Text passage.
------------------------

Long before capital “A” Academia became a professional network of accredited scholars and fund-grubbing institutions, intellectual discourse consisted of nearly as much humor—bad puns, scatology, innuendo, biting caricature—as deep philosophical dialogue and sparkling erudition. So-called “wits” gathered in coffee houses to trade barbs and bon mots and to circulate their favorite literary satires from writers like Jonathan Swift, Alexander Pope, and John Wilmot, the 2nd Earl of Rochester, whose poetic output was often equal parts raunchy prosody and thoughtful critical inquiry.
In our digital times, intellectual humor bubbles around the margins of high culture, as much as in the oblique cartoons of The New Yorker as in forums like Reddit, where jokes can be crude, hateful, and borderline psychotic, or genuinely witty and unique. Slate recently picked up on a Reddit thread that asked users “what’s the most intellectual joke you know?” The authors of the Slate piece compiled several contenders (and inanely explained each joke with “why it’s funny” addenda—good humor shouldn’t require didactic commentary).
Below, find a sampling of some of the Reddit submissions. In the comments section, please feel free to submit your own “intellectual jokes” after perusing Reddit to make sure someone hasn’t beat you to the punchline.
- From user Watch_Closely: “It’s hard to explain puns to kleptomaniacs because they always take things literally.”
- From user Arcadian 5656: “A biologist, a chemist, and a statistician are out hunting. The biologist shoots at a deer and misses 5ft to the left, the chemist takes a shot and misses 5ft to the right, and the statistician yells, ‘We got ‘im!’ ”

------------------------

Available data.
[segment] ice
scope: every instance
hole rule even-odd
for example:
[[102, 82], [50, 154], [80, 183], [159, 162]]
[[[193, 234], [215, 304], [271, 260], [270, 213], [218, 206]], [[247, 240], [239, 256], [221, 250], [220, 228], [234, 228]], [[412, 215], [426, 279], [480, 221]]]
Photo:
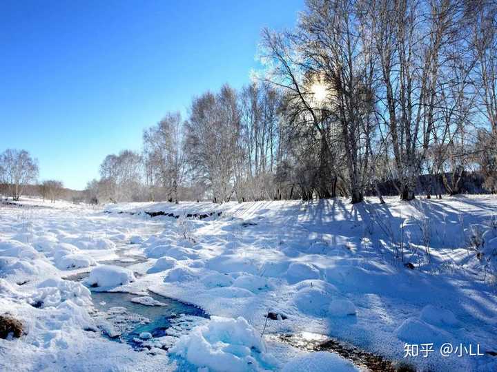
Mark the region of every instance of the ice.
[[354, 372], [360, 371], [352, 363], [336, 354], [320, 351], [295, 358], [283, 368], [283, 372]]
[[215, 287], [229, 287], [233, 284], [233, 278], [228, 274], [214, 272], [208, 273], [202, 278], [204, 285], [208, 288]]
[[158, 273], [164, 271], [164, 270], [168, 270], [173, 269], [177, 265], [177, 261], [170, 257], [161, 257], [157, 261], [154, 265], [148, 269], [147, 273]]
[[142, 297], [134, 297], [131, 299], [132, 302], [142, 304], [146, 306], [166, 306], [166, 304], [154, 300], [149, 296], [144, 296]]
[[243, 318], [213, 317], [183, 335], [170, 352], [199, 368], [220, 372], [259, 371], [276, 360], [253, 327]]
[[420, 318], [427, 323], [438, 326], [455, 327], [460, 324], [454, 313], [448, 309], [440, 309], [431, 304], [422, 308]]
[[62, 270], [89, 267], [95, 265], [95, 261], [86, 254], [66, 254], [55, 259], [55, 266]]
[[103, 265], [93, 269], [86, 279], [91, 287], [113, 287], [135, 280], [133, 271], [124, 267]]
[[[126, 344], [104, 337], [101, 329], [113, 335], [117, 331], [101, 324], [96, 328], [93, 318], [88, 318], [88, 311], [95, 311], [90, 286], [94, 291], [135, 293], [129, 298], [135, 303], [119, 306], [150, 305], [147, 311], [160, 312], [163, 309], [152, 306], [159, 304], [148, 295], [150, 290], [201, 307], [214, 323], [217, 316], [228, 322], [242, 317], [251, 327], [248, 339], [252, 335], [264, 340], [265, 351], [257, 350], [260, 345], [252, 349], [252, 342], [244, 344], [229, 332], [228, 342], [223, 341], [222, 332], [211, 331], [214, 325], [188, 334], [192, 338], [182, 342], [185, 358], [201, 345], [198, 355], [202, 359], [199, 364], [193, 363], [194, 368], [211, 371], [216, 363], [221, 368], [271, 371], [280, 371], [285, 363], [290, 371], [319, 371], [320, 365], [340, 371], [348, 363], [338, 357], [333, 360], [333, 354], [307, 355], [271, 338], [284, 333], [333, 335], [393, 360], [402, 359], [405, 343], [434, 342], [436, 350], [442, 342], [462, 342], [472, 344], [474, 350], [477, 344], [483, 351], [497, 350], [493, 284], [497, 236], [489, 222], [497, 198], [465, 196], [411, 203], [385, 199], [384, 205], [374, 198], [355, 205], [336, 198], [106, 206], [134, 215], [104, 214], [99, 207], [70, 203], [29, 212], [0, 209], [0, 309], [20, 320], [27, 331], [14, 342], [0, 340], [0, 369], [19, 365], [28, 371], [184, 366], [179, 354], [169, 358], [157, 349], [173, 346], [169, 335], [142, 340], [150, 347], [150, 354], [130, 353]], [[431, 211], [422, 211], [428, 210], [427, 205]], [[211, 211], [222, 214], [203, 220], [184, 217], [194, 242], [181, 235], [176, 219], [151, 218], [144, 211], [182, 216]], [[430, 262], [420, 230], [421, 215], [432, 231]], [[401, 216], [405, 222], [403, 262], [402, 256], [395, 256], [402, 238]], [[242, 227], [246, 221], [257, 225]], [[470, 234], [485, 242], [478, 248], [467, 245]], [[102, 265], [106, 262], [126, 267]], [[405, 267], [407, 262], [415, 269]], [[85, 267], [94, 263], [97, 266]], [[86, 276], [81, 283], [69, 280]], [[286, 318], [268, 318], [270, 311]], [[220, 326], [223, 331], [228, 328]], [[280, 362], [266, 358], [268, 353]], [[223, 362], [215, 358], [218, 354]], [[438, 354], [408, 362], [418, 370], [434, 371], [497, 368], [488, 354]]]
[[242, 275], [239, 276], [235, 279], [233, 287], [244, 288], [253, 293], [267, 291], [273, 288], [273, 286], [266, 278], [255, 275]]
[[286, 271], [286, 278], [290, 284], [306, 279], [319, 279], [320, 272], [313, 265], [305, 262], [292, 262]]
[[355, 305], [349, 300], [333, 300], [328, 308], [328, 311], [331, 316], [347, 316], [355, 315], [357, 310]]
[[313, 287], [299, 289], [293, 301], [298, 309], [306, 314], [326, 316], [331, 301], [329, 293]]

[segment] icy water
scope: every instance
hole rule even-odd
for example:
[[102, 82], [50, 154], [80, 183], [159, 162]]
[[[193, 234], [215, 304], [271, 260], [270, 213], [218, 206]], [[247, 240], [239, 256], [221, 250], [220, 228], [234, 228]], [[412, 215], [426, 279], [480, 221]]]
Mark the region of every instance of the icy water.
[[[167, 349], [173, 341], [208, 316], [201, 309], [192, 304], [177, 301], [149, 292], [146, 296], [164, 304], [162, 306], [147, 306], [131, 301], [141, 297], [122, 292], [92, 292], [94, 307], [99, 311], [98, 317], [103, 317], [113, 326], [115, 333], [108, 332], [111, 338], [118, 338], [135, 349], [143, 349], [153, 344]], [[140, 334], [150, 333], [153, 339], [142, 340]], [[166, 340], [162, 338], [167, 338]], [[167, 341], [164, 342], [164, 341]]]

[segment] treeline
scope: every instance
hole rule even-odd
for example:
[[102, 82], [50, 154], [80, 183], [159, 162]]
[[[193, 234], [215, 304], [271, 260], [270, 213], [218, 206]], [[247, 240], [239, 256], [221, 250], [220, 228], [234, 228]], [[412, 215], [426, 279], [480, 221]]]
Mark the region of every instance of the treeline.
[[[193, 99], [106, 158], [95, 201], [497, 191], [497, 3], [308, 0], [266, 30], [257, 82]], [[425, 180], [420, 185], [420, 180]], [[380, 187], [382, 185], [382, 187]]]
[[85, 200], [82, 191], [64, 187], [61, 181], [45, 180], [38, 183], [38, 161], [24, 149], [7, 149], [0, 154], [0, 200], [12, 198], [18, 201], [23, 195], [41, 196], [43, 201], [64, 199], [73, 203]]

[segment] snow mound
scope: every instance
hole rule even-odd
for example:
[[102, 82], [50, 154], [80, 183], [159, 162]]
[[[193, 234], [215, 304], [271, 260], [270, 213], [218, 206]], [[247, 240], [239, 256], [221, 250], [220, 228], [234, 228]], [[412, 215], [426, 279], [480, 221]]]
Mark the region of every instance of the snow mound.
[[295, 284], [306, 279], [319, 279], [320, 272], [313, 265], [303, 262], [292, 262], [286, 270], [286, 280]]
[[212, 273], [202, 278], [202, 282], [207, 288], [216, 287], [229, 287], [233, 284], [233, 278], [228, 274]]
[[284, 275], [289, 265], [290, 262], [286, 259], [280, 261], [266, 261], [261, 267], [260, 272], [264, 276], [277, 278]]
[[170, 270], [164, 279], [167, 282], [190, 282], [197, 278], [197, 274], [188, 267], [177, 267]]
[[404, 320], [395, 333], [400, 340], [417, 344], [442, 342], [447, 335], [447, 332], [417, 318]]
[[217, 256], [207, 262], [206, 267], [220, 273], [236, 273], [243, 271], [251, 274], [257, 272], [257, 262], [236, 254]]
[[446, 309], [440, 309], [431, 304], [422, 308], [420, 314], [420, 319], [427, 323], [437, 326], [457, 326], [459, 324], [459, 321], [452, 311]]
[[31, 260], [41, 257], [35, 248], [17, 240], [0, 242], [0, 256]]
[[328, 293], [313, 287], [300, 289], [293, 297], [293, 303], [300, 311], [314, 316], [326, 316], [331, 302]]
[[86, 279], [91, 287], [117, 287], [133, 282], [133, 271], [124, 267], [103, 265], [93, 269]]
[[309, 254], [326, 254], [329, 250], [329, 246], [324, 242], [315, 242], [307, 249]]
[[349, 300], [333, 300], [330, 303], [328, 312], [331, 316], [347, 316], [355, 315], [355, 305]]
[[130, 244], [142, 244], [144, 242], [144, 238], [139, 235], [133, 235], [130, 238]]
[[96, 265], [95, 260], [86, 254], [67, 254], [55, 261], [55, 266], [61, 270], [89, 267]]
[[182, 247], [171, 247], [168, 249], [166, 255], [177, 260], [195, 260], [199, 258], [198, 254], [193, 249]]
[[199, 368], [220, 372], [258, 371], [275, 365], [259, 333], [239, 317], [213, 317], [182, 336], [170, 352]]
[[57, 245], [57, 240], [55, 238], [50, 236], [40, 237], [32, 242], [32, 246], [39, 252], [50, 252]]
[[57, 261], [67, 254], [75, 254], [78, 251], [79, 251], [79, 249], [75, 245], [69, 243], [60, 243], [54, 247], [52, 255], [54, 260]]
[[173, 269], [177, 264], [177, 261], [170, 257], [161, 257], [154, 265], [147, 270], [147, 273], [159, 273], [164, 270]]
[[36, 307], [57, 307], [61, 303], [72, 300], [82, 306], [90, 303], [91, 294], [88, 288], [76, 282], [50, 278], [38, 285], [28, 302]]
[[131, 299], [132, 302], [135, 304], [142, 304], [146, 306], [166, 306], [166, 304], [154, 300], [150, 296], [144, 296], [142, 297], [134, 297]]
[[309, 353], [292, 359], [283, 367], [283, 372], [352, 372], [359, 369], [336, 354], [326, 351]]
[[159, 258], [167, 256], [170, 245], [153, 245], [145, 249], [145, 255], [148, 258]]
[[233, 282], [233, 287], [243, 288], [255, 293], [273, 288], [268, 280], [255, 275], [242, 275]]
[[107, 238], [67, 238], [64, 242], [70, 243], [80, 249], [114, 249], [116, 245]]
[[209, 290], [209, 295], [213, 297], [222, 297], [224, 298], [242, 298], [254, 296], [252, 292], [247, 289], [235, 287], [213, 288]]

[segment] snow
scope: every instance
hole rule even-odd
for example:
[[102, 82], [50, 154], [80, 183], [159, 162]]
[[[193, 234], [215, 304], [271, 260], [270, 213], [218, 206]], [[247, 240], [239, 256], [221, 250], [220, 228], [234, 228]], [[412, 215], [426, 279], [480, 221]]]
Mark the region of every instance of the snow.
[[174, 258], [172, 258], [170, 257], [161, 257], [157, 261], [155, 261], [155, 263], [152, 267], [148, 269], [147, 273], [153, 273], [164, 271], [164, 270], [168, 270], [169, 269], [172, 269], [177, 265], [177, 261]]
[[299, 289], [293, 297], [300, 311], [315, 317], [327, 315], [331, 301], [329, 293], [313, 287]]
[[[437, 352], [445, 342], [497, 350], [497, 197], [386, 200], [121, 203], [106, 206], [111, 213], [36, 200], [0, 207], [0, 309], [27, 331], [0, 340], [0, 370], [352, 368], [333, 353], [275, 340], [287, 332], [331, 336], [418, 370], [497, 370], [488, 354]], [[426, 220], [429, 260], [420, 227]], [[185, 225], [191, 238], [181, 234]], [[395, 258], [400, 242], [404, 262]], [[130, 266], [105, 265], [119, 260]], [[81, 283], [64, 279], [88, 271]], [[157, 349], [166, 341], [153, 336], [142, 340], [150, 353], [131, 353], [103, 336], [89, 289], [126, 291], [133, 302], [157, 306], [151, 291], [212, 320], [188, 331], [177, 353]], [[286, 318], [266, 324], [269, 311]], [[416, 342], [433, 342], [436, 352], [404, 358], [405, 343]]]
[[[154, 300], [150, 296], [144, 296], [142, 297], [134, 297], [131, 299], [132, 302], [136, 304], [142, 304], [146, 306], [166, 306], [166, 304]], [[140, 337], [141, 338], [141, 337]]]
[[273, 286], [265, 278], [250, 274], [239, 276], [235, 279], [232, 285], [254, 293], [267, 291], [273, 288]]
[[243, 318], [213, 317], [182, 336], [170, 352], [199, 368], [220, 372], [260, 371], [275, 364], [260, 335]]
[[349, 300], [333, 300], [328, 308], [331, 316], [347, 316], [355, 315], [355, 305]]
[[298, 357], [285, 364], [283, 372], [354, 372], [359, 369], [335, 354], [320, 351]]
[[86, 279], [90, 287], [111, 288], [135, 280], [133, 271], [124, 267], [103, 265], [93, 269]]
[[454, 313], [448, 309], [440, 309], [433, 305], [426, 305], [421, 310], [420, 318], [433, 325], [456, 327], [460, 322]]
[[86, 254], [66, 254], [55, 261], [55, 266], [61, 269], [79, 269], [95, 265], [95, 260]]
[[306, 279], [319, 279], [320, 272], [312, 264], [292, 262], [286, 270], [286, 280], [295, 284]]

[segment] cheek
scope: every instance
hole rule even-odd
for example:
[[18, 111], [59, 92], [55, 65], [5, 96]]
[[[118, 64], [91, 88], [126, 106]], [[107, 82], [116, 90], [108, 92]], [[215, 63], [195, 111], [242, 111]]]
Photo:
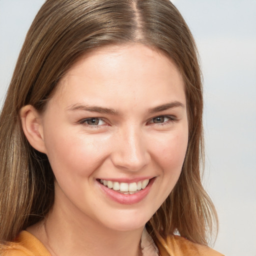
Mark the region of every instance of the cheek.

------------------------

Brief 1. In the piece on intellectual humor, which satirists are named as writers whose work the coffee-house wits passed around?
Brief 2. Continue the piece on intellectual humor from its last line.

Task output 1. Jonathan Swift, Alexander Pope, and John Wilmot, the 2nd Earl of Rochester.

Task output 2.
- From user shannman: “Who does Polyphemus hate more than Odysseus? Nobody!”
And below, two of the Redditors’ favorites:
- From user phattmatt: “Jean-Paul Sartre is sitting at a French cafe, revising his draft of Being and Nothingness. He says to the waitress, “I’d like a cup of coffee, please, with no cream.” The waitress replies, “I’m sorry, Monsieur, but we’re out of cream. How about with no milk?”
- From user snakesanddoves: “An Irishman goes to a building site for his first day of work, and a couple of Englishmen think, ‘Ah, we’ll have some fun with him!’ So they walk up and say, ‘Hey, Paddy, as you’re new here make sure you know a joist from a girder…’ ‘Ah, sure, I knows’ says Paddy, ‘twas Joyce wrote Ulysses and Goethe wrote Faust.’”
Some clever humor above, I’d say (and in the animated New Yorker cartoon at the top of the post). So, you think you can do better? Let’s hear your jokes in the comments.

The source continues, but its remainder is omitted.